SOURCE
====================
John Sanford's "The People From Heaven"
A Book Review by Louis Proyect
June 9, 2003


John Sanford, The People From Heaven, U. of Illinois Press, Urbana
and Chicago, 1995; ISBN: 0-252-06491-7. 232 pages.


When I discovered the bitterly sardonic novels of Nathaniel West in
the early 1960s, I never would have suspected that he was a
Communist. Like most people coming of age during the waning days
of the witch-hunt, I assumed that Communism and experimental
literature were mutually exclusive. The general perception was that
people like Mike Gold issued marching orders to the party's writers
through the pages of The Daily Worker in the 1930s and 40s and that
if you were not prepared to crank out one-dimensional "proletarian
novels," you would get drummed out of the party.

Largely through the efforts of Alan Wald, this view -- like many others
about the CPUSA framed within the cold war paradigm -- is being
challenged today. Under the auspices of the Radical Novel
Reconsidered (RNR) series edited by Wald and published by the U.
of Illinois, we have a chance to examine the works of a number of
authors who defy easy stereotypes.
====================
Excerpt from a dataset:
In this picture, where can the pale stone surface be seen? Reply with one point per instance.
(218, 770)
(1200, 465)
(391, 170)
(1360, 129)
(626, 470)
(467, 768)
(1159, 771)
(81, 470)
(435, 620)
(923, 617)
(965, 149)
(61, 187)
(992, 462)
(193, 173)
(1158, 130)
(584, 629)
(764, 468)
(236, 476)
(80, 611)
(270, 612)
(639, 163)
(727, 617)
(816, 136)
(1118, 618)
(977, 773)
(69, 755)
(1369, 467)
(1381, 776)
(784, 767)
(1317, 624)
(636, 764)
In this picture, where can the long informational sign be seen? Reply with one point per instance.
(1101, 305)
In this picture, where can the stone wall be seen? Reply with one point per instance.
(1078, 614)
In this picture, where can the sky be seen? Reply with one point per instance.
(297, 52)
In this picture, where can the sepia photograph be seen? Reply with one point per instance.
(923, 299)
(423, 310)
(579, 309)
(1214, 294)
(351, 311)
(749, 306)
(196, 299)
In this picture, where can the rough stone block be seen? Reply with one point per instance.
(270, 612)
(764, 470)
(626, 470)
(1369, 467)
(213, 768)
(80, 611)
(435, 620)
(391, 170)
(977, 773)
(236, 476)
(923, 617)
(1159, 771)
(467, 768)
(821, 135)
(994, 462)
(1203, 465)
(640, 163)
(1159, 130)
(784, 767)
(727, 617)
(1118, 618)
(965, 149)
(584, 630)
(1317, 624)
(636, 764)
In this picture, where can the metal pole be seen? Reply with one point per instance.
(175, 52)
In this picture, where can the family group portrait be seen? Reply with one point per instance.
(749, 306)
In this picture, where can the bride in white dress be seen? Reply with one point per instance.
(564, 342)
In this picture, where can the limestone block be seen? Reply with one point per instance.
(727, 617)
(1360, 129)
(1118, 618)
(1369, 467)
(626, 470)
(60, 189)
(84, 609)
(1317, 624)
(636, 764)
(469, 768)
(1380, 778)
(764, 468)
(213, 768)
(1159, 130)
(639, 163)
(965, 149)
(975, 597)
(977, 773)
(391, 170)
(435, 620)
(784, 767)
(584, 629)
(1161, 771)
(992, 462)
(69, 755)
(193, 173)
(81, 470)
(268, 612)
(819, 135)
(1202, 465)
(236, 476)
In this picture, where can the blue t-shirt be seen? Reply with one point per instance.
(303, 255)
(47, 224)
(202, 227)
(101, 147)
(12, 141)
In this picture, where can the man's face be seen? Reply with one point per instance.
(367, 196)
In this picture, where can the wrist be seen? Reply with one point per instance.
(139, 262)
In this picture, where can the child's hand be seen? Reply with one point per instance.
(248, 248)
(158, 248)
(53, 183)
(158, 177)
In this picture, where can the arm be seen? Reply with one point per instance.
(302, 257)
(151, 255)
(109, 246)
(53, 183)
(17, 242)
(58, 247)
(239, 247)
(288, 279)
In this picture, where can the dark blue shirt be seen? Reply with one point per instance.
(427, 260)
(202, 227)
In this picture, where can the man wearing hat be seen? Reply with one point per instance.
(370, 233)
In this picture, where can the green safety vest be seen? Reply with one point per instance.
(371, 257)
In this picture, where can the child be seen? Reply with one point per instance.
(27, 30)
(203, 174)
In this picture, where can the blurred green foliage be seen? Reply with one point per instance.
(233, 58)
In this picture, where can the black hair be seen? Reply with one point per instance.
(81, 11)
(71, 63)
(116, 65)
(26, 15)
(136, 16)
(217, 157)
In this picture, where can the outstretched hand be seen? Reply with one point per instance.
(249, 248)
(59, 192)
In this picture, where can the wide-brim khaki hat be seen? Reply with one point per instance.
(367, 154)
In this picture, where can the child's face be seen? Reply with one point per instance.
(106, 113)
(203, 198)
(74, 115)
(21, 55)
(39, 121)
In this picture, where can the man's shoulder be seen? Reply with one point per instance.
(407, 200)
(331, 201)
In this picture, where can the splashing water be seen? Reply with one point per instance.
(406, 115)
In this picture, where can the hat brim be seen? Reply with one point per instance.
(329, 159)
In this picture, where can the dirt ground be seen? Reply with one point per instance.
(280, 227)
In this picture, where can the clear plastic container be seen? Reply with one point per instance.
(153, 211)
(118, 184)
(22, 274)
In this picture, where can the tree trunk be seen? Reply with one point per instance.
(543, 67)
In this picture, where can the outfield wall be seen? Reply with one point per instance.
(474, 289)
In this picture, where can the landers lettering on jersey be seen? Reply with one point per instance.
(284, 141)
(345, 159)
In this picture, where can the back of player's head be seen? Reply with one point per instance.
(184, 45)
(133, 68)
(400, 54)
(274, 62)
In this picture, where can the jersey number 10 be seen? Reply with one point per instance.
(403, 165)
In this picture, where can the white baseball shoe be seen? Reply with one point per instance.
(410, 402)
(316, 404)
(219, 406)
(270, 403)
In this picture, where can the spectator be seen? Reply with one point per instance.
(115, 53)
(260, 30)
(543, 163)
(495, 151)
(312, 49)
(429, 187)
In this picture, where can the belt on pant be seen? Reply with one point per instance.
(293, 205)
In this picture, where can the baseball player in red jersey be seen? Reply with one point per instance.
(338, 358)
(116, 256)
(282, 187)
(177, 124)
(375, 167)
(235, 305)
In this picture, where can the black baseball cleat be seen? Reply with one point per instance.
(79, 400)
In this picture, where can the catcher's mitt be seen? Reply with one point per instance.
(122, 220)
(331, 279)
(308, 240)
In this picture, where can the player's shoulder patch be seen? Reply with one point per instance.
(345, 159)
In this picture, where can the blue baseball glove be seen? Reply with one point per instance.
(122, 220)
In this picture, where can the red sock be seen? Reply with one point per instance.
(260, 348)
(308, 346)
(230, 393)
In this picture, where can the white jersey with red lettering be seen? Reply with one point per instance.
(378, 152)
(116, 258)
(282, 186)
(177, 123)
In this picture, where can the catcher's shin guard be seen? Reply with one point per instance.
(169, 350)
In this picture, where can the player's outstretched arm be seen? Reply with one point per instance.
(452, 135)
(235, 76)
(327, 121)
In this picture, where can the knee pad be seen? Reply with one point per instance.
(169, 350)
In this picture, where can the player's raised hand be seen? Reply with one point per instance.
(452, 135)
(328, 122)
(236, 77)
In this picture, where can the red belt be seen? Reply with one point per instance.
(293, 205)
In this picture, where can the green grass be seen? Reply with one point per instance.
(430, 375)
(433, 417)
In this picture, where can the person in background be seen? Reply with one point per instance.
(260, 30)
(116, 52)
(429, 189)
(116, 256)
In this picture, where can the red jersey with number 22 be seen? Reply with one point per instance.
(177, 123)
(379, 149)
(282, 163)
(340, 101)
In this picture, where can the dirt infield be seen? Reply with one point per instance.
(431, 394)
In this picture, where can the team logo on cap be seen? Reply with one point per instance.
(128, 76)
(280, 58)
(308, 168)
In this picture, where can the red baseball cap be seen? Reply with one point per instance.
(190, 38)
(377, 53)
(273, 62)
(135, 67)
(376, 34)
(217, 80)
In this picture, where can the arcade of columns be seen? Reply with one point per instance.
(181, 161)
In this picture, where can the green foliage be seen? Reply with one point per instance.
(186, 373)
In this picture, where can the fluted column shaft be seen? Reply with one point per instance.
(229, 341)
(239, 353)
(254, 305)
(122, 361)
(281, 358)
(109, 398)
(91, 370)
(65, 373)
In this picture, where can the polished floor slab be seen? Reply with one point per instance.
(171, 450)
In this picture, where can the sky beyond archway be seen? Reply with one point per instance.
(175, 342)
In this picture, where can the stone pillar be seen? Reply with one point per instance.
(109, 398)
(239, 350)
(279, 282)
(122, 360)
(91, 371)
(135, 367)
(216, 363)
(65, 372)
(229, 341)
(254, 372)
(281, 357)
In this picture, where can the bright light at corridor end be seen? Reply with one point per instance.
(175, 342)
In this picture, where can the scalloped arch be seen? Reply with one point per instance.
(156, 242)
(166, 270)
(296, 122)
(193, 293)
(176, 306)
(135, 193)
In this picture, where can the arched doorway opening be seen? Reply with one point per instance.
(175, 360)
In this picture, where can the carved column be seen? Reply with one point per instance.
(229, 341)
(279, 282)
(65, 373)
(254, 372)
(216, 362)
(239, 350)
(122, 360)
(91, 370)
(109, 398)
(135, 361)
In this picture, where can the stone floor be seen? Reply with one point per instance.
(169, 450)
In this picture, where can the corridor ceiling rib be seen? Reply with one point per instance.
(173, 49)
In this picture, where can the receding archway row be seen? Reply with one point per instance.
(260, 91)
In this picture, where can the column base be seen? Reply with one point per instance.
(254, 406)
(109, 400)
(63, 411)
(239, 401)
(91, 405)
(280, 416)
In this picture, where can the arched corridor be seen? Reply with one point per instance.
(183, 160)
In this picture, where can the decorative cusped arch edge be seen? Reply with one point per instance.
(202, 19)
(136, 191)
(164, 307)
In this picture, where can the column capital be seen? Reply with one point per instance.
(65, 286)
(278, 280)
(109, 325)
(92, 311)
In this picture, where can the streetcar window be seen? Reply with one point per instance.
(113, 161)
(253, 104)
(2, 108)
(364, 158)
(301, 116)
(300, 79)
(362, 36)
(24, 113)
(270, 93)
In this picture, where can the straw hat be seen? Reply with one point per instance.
====================
REQUIRED TASK A
List every person named in the book review, including its header lines.
REQUIRED TASK B
Do these statements agree with the book review? Answer yes or no for each, quoting the deciding words. (i) The reviewer discovered Nathaniel West's novels in the early 1960s. (ii) The Radical Novel Reconsidered series is edited by Mike Gold. (iii) The reviewed book has 232 pages.
REQUIRED TASK C
Rewrite the passage of the book review starting at "When I discovered" and ending at "of the party.", changing "experimental" to "avant-garde".

EXERCISE ANSWER A
John Sanford, Louis Proyect, Nathaniel West, Mike Gold, Alan Wald

EXERCISE ANSWER B
(i) Yes: "When I discovered the bitterly sardonic novels of Nathaniel West in the early 1960s"
(ii) No: "edited by Wald"
(iii) Yes: "232 pages."

EXERCISE ANSWER C
When I discovered the bitterly sardonic novels of Nathaniel West in
the early 1960s, I never would have suspected that he was a
Communist. Like most people coming of age during the waning days
of the witch-hunt, I assumed that Communism and avant-garde
literature were mutually exclusive. The general perception was that
people like Mike Gold issued marching orders to the party's writers
through the pages of The Daily Worker in the 1930s and 40s and that
if you were not prepared to crank out one-dimensional "proletarian
novels," you would get drummed out of the party.